Please write out exactly the lines that begin at the line containing "Review step: verify that every instance of the green decoration" and run to the end of the records.

======== Supplied material ========

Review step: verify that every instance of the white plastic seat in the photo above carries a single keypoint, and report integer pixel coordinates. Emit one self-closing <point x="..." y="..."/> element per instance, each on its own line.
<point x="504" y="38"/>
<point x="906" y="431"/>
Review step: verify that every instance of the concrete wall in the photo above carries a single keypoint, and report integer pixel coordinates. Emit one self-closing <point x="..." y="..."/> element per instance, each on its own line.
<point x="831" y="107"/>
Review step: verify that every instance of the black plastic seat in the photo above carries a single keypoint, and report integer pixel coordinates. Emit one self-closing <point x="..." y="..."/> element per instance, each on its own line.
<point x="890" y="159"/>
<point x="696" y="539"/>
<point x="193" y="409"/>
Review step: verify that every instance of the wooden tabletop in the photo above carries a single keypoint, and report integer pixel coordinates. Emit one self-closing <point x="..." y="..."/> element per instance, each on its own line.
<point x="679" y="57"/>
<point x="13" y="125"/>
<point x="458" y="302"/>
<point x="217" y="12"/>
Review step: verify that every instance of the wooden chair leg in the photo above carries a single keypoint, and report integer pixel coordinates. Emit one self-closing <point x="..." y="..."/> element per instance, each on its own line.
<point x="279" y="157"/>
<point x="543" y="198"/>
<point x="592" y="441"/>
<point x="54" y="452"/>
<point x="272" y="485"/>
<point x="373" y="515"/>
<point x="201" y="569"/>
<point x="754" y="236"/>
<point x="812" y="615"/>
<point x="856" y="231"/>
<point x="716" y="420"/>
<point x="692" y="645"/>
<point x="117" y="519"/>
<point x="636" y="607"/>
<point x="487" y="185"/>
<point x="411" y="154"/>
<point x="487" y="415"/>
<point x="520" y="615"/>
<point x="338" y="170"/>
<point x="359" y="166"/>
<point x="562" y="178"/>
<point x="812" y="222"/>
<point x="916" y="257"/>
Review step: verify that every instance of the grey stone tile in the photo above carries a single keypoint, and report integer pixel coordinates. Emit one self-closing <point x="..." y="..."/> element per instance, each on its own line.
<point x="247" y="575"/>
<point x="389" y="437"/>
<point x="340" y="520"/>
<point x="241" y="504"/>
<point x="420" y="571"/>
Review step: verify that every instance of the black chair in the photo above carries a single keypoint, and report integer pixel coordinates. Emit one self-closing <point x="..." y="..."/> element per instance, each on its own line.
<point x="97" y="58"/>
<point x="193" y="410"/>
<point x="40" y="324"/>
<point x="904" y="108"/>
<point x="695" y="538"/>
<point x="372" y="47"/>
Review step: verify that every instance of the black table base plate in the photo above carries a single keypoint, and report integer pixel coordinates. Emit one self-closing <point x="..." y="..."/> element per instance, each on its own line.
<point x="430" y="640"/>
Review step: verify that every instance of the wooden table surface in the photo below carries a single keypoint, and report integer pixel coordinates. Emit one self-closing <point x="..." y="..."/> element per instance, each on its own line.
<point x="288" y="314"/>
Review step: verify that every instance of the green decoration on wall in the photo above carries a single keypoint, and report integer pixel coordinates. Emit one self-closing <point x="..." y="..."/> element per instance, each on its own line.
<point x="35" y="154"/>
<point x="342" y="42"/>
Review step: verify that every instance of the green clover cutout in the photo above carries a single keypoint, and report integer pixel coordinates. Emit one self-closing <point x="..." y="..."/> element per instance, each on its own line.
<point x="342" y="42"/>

========

*Correct answer:*
Review step: verify that every instance of the green decoration on wall in the photo above carries a single keypoint, and report integer pixel coordinates. Emit one self-closing <point x="..." y="..."/> element per instance, each on its own line.
<point x="35" y="154"/>
<point x="342" y="42"/>
Review step: verify that every instance of the green clover cutout in the photo above carries a single keypoint, and report integer pixel coordinates. Emit one self-closing <point x="..." y="..."/> element per instance, each on its own line.
<point x="342" y="42"/>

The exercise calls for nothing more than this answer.